╭─ Data listing

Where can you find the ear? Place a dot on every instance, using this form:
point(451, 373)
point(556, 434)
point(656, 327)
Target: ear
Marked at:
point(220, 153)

╰─

▸ The task: So that nothing is lost, restate all the material word for word.

▸ Task answer:
Where can you find the ear? Place a dot on every instance, using this form:
point(451, 373)
point(556, 434)
point(656, 327)
Target: ear
Marked at:
point(220, 153)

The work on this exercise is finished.